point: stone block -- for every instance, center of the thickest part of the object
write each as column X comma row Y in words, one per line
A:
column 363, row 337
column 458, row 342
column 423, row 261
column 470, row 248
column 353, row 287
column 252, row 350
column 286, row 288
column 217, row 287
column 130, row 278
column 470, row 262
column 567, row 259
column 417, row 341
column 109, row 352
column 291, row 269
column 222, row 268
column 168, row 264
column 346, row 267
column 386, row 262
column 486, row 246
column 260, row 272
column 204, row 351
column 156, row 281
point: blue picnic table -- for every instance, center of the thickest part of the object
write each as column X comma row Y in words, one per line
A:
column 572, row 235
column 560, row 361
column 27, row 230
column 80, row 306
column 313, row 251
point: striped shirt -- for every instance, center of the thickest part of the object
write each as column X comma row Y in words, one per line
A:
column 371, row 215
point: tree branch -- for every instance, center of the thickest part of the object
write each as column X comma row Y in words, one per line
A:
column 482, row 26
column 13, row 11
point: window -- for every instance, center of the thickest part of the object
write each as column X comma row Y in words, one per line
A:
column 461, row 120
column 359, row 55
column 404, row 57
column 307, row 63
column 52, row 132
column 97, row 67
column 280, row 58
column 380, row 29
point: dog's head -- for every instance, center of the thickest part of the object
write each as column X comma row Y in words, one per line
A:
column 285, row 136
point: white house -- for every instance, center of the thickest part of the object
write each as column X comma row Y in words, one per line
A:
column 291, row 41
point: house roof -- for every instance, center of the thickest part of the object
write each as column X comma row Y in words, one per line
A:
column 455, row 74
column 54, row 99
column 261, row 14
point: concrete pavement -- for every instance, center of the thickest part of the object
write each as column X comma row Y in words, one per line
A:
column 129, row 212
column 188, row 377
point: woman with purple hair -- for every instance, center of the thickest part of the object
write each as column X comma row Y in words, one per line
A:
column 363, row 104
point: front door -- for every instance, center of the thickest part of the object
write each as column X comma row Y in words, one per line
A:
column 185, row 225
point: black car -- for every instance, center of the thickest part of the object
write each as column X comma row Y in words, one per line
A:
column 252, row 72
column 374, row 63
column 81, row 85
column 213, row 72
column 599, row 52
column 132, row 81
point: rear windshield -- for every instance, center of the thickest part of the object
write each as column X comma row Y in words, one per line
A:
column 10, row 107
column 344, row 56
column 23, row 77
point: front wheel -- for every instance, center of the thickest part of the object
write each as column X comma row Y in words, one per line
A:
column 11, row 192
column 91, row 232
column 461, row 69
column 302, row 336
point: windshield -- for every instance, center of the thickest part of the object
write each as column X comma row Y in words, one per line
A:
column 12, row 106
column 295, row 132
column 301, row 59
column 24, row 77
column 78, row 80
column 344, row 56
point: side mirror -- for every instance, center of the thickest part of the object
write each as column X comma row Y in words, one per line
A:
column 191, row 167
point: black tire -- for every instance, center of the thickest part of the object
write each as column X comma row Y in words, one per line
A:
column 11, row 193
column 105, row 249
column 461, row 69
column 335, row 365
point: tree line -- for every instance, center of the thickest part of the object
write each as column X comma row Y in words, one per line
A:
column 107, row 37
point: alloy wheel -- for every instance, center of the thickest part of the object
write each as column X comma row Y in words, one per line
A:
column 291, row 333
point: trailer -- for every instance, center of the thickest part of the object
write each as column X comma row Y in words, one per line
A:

→ **Required task**: Please copy the items word for word, starting with the line that contains "point: alloy wheel" and going on through the last line of the items.

→ **Exercise answer**:
point: alloy wheel -- for every instance, center of the thickest part of the object
write each as column X comma row Y in words, one per line
A:
column 291, row 333
point: trailer -- for every instance, center of the thickest part of the object
write each as column X comma row Y in words, one per line
A:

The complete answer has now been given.